----- EXTRACT PROVIDED -----

METHODS

Variants:

1. METHODS meth.

2. METHODS meth FOR EVENT evt OF cif.

You can only use this statement in the declaration part of a class declaration (see CLASS ) or in an interface definition (see INTERFACE). Instance methods belong to the components of a class.

Use the CALL METHOD statement to call methods. If a method has one RETURNING parameter and otherwise only has IMPORTING parameters, it is known as a functional method and can be called as an operand in expressions. Within a class, you can call methods by name. Instance methods are instance-specific, so you can only call them from outside the class using reference variables1 that contain references to an object in their class. Whether or not a method can be called from outside its class depends on its visibility.

Note

You cannot give names to methods that are already reserved for built-in ABAP functions, such as ABS, SIN oder SQRT, since this may lead to ambiguities when functional methods are called.

Variant 1

METHODS meth.

Extras:

1. ... ABSTRACT

2. ... FINAL

3. ... REDEFINITION

4. ... IMPORTING
           [VALUE(|REFERENCE(]p1[)] TYPE type | LIKE f
                                    [OPTIONAL|DEFAULT g]
           ...
           [VALUE(|REFERENCE(]pn[)] TYPE type | LIKE f
                                    [OPTIONAL|DEFAULT g]
           [PREFERRED PARAMETER pi]

5. ... EXPORTING
           [VALUE(|REFERENCE(]p1[)] TYPE type | LIKE f
           ...
           [VALUE(|REFERENCE(]pn[)] TYPE type | LIKE f

6. ... CHANGING
           [VALUE(|REFERENCE(]p1[)] TYPE type | LIKE f
                                    [OPTIONAL|DEFAULT g]
           ...
           [VALUE(|REFERENCE(]pn[)] TYPE type | LIKE f
                                    [OPTIONAL|DEFAULT g]

7. ... RETURNING VALUE(p) TYPE type | LIKE f

8. ... RAISING cx1 ... cxn

9. ... EXCEPTIONS p1 ... pn

Abstract, Final, and Redefined Methods

Effect

Declares Methods in a Class.

The first three additions of the METHODS statement are part of the Inheritance concept for classes. They allow you to declare abstract methods, final methods, and to redefine methods in subclasses. Abstract methods are defined in a superclass, but only implemented in a subclass. Conversely, final methods cannot be redefined in subclasses. Redefinition allows you adapt methods that have been defined in a superclass.

Notes

You cannot use additions 1-3 of the METHODS statement when declaring methods in an interface.
The ABSTRACT and FINAL additions are mutually exclusive.
You must include the ABSTRACT or FINAL addition in a statement before additions 4 to 9.
The REDEFINITION addition cannot be used in conjunction with either the ABSTRACT addition or additions 4 to 9.

Addition 1

... ABSTRACT

Effect

Declaring Abstract Instance Methods.

You use this addition to declare an instance method without its implementation. Such methods are known as abstact. Methods that are implemented are known as concrete. You must therefore include the ABSTRACT addition in the CLASS class DEFINITION as well.
You can implement abstract methods in a subclass of the class. All subsequent subclasses that do not implement the method must also be abstract. To implement an abstract method in a subclass, you need to redefine this subclass using the REDEFINITION addition.

----- INFORMATION SHOWN -----

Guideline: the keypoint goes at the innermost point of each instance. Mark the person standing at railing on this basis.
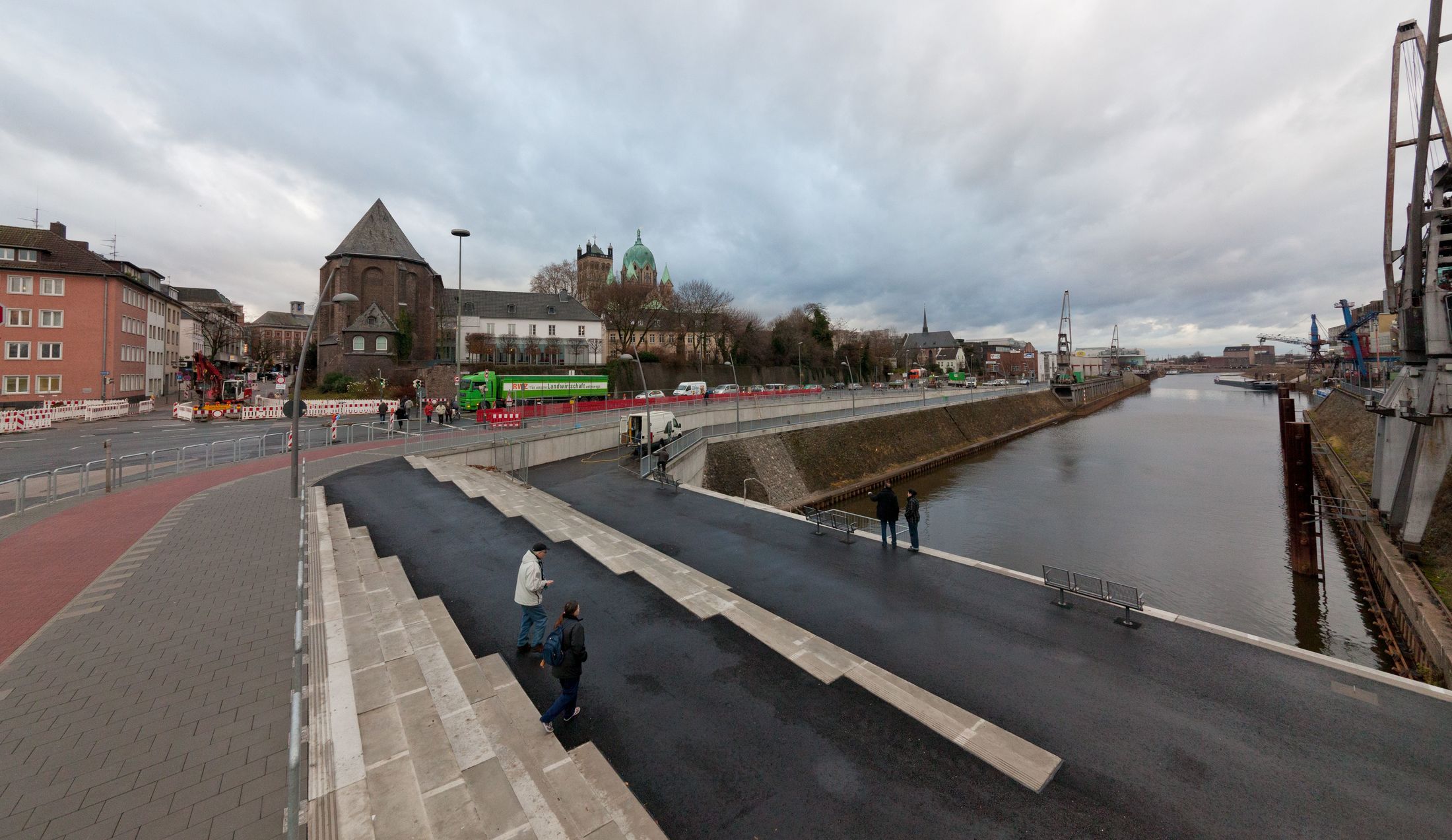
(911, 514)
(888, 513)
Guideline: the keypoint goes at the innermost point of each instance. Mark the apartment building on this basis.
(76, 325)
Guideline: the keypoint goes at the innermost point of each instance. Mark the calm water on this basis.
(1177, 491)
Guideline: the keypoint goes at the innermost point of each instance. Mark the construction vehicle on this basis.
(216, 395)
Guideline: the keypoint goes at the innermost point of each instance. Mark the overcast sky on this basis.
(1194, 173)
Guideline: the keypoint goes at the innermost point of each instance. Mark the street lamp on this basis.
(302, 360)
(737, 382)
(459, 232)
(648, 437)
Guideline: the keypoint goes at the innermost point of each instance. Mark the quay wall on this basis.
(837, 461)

-----

• [REQUIRED ACTIONS]
A. According to the METHODS reference, which two additions are mutually exclusive?
B. Quote the stretch of the METHODS reference from "The first three" through "are mutually exclusive.".
Rely only on the METHODS reference when you respond.

• [RESPONSES BY TASK]
A. The ABSTRACT and FINAL additions.

B.
The first three additions of the METHODS statement are part of the Inheritance concept for classes. They allow you to declare abstract methods, final methods, and to redefine methods in subclasses. Abstract methods are defined in a superclass, but only implemented in a subclass. Conversely, final methods cannot be redefined in subclasses. Redefinition allows you adapt methods that have been defined in a superclass.

Notes

You cannot use additions 1-3 of the METHODS statement when declaring methods in an interface.
The ABSTRACT and FINAL additions are mutually exclusive.